[PASSAGE PROVIDED start]
The following are four keys to navigating the AI/ML modernization journey in your organization.

#1. Ensure Human Bias Doesn’t Ruin Your Outcome

AI and machine learning offer the opportunity to remove human bias from your data. Care must be exercised, though, to ensure that human bias does not creep into the machine models. Choose your selection criteria wisely, for it will determine how your machine models react to their human counterparts in the real world.

And when possible, consult with pertinent subject matter experts. SMEs can be immensely helpful in separating the wheat from the chaff. They will know best what data is important and what data might introduce unintended biases diminishing the accuracy of the AI’s end results.
[PASSAGE PROVIDED end]
AIM OF THE EXERCISE: Print the section of the AI/ML modernization passage between "#1. Ensure Human" and "AI’s end results.", inclusive, without any changes.
[ROWS start]
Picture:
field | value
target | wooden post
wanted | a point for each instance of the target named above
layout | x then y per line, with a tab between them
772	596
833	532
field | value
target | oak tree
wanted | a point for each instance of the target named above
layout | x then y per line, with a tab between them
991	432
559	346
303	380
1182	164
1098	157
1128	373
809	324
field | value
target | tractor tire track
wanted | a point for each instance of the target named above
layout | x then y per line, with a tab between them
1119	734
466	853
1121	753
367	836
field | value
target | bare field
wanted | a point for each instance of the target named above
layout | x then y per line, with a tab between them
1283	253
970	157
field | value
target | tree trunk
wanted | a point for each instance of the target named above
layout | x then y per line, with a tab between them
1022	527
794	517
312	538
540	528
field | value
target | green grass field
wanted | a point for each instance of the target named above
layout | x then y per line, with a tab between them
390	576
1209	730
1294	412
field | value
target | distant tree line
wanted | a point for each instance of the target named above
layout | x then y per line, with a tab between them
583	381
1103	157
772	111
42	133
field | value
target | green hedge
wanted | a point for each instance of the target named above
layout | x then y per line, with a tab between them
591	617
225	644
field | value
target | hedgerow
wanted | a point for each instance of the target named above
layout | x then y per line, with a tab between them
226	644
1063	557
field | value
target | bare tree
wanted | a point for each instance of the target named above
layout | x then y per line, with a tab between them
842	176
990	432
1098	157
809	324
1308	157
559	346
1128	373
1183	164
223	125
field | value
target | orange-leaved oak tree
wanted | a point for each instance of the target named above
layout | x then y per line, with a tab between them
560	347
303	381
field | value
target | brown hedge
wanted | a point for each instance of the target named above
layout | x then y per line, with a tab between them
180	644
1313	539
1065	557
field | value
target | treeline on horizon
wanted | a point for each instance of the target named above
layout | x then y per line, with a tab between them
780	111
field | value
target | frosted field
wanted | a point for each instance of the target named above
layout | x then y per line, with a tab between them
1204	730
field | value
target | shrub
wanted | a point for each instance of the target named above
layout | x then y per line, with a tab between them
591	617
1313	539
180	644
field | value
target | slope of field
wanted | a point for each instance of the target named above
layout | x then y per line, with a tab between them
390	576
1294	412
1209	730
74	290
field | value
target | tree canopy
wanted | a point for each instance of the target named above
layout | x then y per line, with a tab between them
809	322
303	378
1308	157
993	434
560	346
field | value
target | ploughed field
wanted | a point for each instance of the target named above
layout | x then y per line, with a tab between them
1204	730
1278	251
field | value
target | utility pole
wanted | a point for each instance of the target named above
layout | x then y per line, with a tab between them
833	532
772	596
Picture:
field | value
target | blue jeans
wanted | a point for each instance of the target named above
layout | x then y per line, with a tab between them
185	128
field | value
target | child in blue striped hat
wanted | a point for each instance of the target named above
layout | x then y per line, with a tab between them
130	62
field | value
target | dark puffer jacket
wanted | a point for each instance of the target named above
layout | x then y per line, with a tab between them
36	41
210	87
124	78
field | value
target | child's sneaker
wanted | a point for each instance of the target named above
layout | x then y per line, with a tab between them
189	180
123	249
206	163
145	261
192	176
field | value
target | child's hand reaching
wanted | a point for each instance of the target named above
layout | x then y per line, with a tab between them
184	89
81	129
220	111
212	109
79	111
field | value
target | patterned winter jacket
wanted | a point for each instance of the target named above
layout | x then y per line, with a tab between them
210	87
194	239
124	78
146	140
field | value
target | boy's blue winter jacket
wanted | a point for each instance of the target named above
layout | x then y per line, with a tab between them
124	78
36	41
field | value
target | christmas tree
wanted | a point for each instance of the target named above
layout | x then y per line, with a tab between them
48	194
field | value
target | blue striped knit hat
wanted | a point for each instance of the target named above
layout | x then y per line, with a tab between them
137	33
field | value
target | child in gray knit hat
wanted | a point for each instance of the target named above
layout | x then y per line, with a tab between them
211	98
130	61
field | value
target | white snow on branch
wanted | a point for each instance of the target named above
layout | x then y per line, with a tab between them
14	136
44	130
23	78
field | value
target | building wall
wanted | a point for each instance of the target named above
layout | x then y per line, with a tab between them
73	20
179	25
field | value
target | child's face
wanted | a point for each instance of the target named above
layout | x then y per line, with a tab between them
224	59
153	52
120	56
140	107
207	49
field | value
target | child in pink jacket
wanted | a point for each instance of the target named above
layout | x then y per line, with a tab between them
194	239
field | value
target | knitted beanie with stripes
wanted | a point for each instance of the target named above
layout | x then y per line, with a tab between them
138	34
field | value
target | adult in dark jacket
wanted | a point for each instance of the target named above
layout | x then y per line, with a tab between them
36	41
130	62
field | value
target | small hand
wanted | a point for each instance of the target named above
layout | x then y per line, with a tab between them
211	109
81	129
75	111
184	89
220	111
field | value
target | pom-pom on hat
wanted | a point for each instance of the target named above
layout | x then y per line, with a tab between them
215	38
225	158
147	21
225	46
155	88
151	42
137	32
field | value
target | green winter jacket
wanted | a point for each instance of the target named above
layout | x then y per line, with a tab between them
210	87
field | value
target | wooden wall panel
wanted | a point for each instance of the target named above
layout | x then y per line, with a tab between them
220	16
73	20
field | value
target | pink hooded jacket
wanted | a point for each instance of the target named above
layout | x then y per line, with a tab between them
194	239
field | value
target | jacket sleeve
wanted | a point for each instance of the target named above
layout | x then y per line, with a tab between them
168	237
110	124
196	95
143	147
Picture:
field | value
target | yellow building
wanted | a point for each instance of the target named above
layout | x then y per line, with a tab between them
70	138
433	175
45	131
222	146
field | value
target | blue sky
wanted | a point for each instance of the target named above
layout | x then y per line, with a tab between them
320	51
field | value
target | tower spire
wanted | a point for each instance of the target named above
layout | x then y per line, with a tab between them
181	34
[ROWS end]
EXPECTED OUTPUT:
#1. Ensure Human Bias Doesn’t Ruin Your Outcome

AI and machine learning offer the opportunity to remove human bias from your data. Care must be exercised, though, to ensure that human bias does not creep into the machine models. Choose your selection criteria wisely, for it will determine how your machine models react to their human counterparts in the real world.

And when possible, consult with pertinent subject matter experts. SMEs can be immensely helpful in separating the wheat from the chaff. They will know best what data is important and what data might introduce unintended biases diminishing the accuracy of the AI’s end results.